WHAT THE EXERCISE ASKS :: Would you transcribe the line that holds "Each instance of the seal's hind" and all the lines below it, through the final one, exactly and with nothing else?

*** Opening EXERCISE MATERIAL ***

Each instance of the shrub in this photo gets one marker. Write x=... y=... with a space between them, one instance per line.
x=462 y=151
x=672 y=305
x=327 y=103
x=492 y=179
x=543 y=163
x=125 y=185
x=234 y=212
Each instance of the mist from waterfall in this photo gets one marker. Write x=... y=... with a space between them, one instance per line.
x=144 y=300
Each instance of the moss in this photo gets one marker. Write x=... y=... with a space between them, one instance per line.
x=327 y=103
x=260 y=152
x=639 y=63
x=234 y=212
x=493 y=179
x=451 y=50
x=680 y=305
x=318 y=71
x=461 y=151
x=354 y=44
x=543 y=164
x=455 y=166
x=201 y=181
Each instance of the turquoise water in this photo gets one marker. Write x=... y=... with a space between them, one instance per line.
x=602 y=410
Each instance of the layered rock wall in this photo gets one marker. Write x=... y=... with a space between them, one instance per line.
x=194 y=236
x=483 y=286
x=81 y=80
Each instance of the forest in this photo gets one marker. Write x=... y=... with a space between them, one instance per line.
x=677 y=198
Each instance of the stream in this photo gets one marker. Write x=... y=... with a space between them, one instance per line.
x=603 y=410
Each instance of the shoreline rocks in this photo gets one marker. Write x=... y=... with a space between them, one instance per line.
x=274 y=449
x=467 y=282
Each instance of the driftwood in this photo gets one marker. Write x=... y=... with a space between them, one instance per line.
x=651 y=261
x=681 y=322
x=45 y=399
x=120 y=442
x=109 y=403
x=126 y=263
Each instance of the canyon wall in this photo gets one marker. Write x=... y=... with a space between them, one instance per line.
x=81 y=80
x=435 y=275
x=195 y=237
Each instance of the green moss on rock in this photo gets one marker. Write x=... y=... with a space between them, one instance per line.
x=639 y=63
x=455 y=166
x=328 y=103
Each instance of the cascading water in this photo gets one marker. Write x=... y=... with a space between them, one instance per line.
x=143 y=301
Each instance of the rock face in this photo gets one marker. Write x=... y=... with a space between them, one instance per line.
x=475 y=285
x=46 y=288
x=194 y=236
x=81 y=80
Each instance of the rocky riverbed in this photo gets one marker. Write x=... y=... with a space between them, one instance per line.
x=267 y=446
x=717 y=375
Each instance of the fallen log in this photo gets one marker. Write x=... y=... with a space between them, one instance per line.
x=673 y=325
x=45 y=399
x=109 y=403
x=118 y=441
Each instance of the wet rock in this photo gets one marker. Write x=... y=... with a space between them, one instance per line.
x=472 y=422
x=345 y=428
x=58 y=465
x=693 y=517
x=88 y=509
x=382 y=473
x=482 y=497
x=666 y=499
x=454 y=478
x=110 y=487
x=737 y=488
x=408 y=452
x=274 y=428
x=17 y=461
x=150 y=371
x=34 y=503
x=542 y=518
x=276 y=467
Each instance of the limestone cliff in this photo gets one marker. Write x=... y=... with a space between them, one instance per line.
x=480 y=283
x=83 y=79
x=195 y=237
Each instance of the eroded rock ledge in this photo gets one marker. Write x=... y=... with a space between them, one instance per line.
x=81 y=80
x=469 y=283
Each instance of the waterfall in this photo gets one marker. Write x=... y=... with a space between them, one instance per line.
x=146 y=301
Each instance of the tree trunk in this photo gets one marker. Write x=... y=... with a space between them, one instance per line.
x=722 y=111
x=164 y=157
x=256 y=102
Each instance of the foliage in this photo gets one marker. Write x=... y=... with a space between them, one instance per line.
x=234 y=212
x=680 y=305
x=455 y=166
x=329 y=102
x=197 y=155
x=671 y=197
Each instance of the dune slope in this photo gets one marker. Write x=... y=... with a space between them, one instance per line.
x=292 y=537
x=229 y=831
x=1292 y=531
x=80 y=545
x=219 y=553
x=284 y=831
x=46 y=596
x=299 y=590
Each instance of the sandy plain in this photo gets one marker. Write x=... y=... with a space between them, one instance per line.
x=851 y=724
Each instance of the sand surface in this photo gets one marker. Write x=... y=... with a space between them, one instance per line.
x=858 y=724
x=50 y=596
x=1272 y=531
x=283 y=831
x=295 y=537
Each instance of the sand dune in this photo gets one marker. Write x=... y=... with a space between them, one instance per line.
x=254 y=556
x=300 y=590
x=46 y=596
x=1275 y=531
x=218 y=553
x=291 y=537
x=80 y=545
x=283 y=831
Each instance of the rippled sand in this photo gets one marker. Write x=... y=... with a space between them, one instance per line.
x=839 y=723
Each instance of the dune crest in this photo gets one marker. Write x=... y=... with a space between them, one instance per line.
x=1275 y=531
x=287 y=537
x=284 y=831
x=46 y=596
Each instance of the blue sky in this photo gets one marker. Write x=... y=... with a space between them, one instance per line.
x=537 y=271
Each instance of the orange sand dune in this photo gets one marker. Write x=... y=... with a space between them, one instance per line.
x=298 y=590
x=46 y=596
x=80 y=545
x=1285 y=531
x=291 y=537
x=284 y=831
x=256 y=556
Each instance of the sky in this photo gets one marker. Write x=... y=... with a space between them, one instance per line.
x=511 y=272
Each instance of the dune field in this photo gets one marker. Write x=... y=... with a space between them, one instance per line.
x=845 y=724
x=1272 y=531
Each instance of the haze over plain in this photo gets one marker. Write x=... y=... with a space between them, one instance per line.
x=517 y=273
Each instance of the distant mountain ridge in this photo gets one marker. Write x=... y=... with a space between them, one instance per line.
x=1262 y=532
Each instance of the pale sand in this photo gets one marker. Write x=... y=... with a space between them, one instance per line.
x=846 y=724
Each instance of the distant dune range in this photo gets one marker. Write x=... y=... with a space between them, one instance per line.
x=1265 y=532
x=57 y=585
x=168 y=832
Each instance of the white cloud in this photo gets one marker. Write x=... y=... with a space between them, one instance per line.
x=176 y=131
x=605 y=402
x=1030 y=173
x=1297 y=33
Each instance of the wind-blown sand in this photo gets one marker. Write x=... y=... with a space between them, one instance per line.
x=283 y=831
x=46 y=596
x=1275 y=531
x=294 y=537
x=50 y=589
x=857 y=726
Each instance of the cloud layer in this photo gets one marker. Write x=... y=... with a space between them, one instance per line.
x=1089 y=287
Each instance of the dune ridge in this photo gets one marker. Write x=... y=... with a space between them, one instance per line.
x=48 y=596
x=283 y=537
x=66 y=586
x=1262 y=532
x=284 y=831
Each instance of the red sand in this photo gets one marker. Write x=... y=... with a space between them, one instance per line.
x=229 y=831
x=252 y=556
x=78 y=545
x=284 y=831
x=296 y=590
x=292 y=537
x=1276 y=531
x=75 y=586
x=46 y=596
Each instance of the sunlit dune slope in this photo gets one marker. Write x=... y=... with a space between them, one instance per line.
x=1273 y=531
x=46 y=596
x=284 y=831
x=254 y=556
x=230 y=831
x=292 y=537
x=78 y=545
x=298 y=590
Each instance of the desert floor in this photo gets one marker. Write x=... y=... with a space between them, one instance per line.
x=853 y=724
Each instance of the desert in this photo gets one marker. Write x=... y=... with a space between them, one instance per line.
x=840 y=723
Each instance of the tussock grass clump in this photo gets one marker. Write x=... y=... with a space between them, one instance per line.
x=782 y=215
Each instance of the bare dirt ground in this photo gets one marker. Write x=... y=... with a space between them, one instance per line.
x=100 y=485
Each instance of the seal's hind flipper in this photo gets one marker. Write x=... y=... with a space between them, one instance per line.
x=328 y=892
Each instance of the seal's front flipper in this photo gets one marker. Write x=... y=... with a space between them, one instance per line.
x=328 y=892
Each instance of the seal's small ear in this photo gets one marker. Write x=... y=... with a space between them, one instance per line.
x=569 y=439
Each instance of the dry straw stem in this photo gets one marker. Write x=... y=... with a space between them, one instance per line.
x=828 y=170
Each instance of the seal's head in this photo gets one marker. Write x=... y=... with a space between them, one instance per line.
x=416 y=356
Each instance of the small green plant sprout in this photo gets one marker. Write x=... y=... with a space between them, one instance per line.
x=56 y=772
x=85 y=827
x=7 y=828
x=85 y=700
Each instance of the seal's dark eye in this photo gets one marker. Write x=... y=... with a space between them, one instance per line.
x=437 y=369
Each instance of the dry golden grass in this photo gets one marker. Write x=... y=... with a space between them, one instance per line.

*** Closing EXERCISE MATERIAL ***

COMPLETED EXERCISE ::
Each instance of the seal's hind flipper in this photo gets one marker. Write x=... y=... with a space between them, one instance per line.
x=328 y=892
Each instance of the seal's front flipper in this photo gets one marker. Write x=... y=... with a space between them, one instance per line.
x=328 y=892
Each instance of the seal's small ear in this photo gets one marker. Write x=... y=... with a space between them, one instance per line.
x=569 y=439
Each instance of the dry straw stem in this photo gets one marker. Write x=... y=... with a space between them, one instance per line.
x=828 y=170
Each instance of the seal's head in this photo gets one marker. Write x=... y=... with a space between them, one instance per line.
x=416 y=356
Each instance of the small green plant sprout in this photo gets one marker. Write x=... y=... with a space between them, one instance per line.
x=56 y=772
x=85 y=827
x=7 y=828
x=85 y=700
Each instance of the seal's dark eye in this photo gets one marker. Write x=... y=... with a space between them, one instance per line.
x=437 y=369
Each instance of the dry golden grass in this photo gets one marker. Write x=... y=... with a space between them, one instance per line.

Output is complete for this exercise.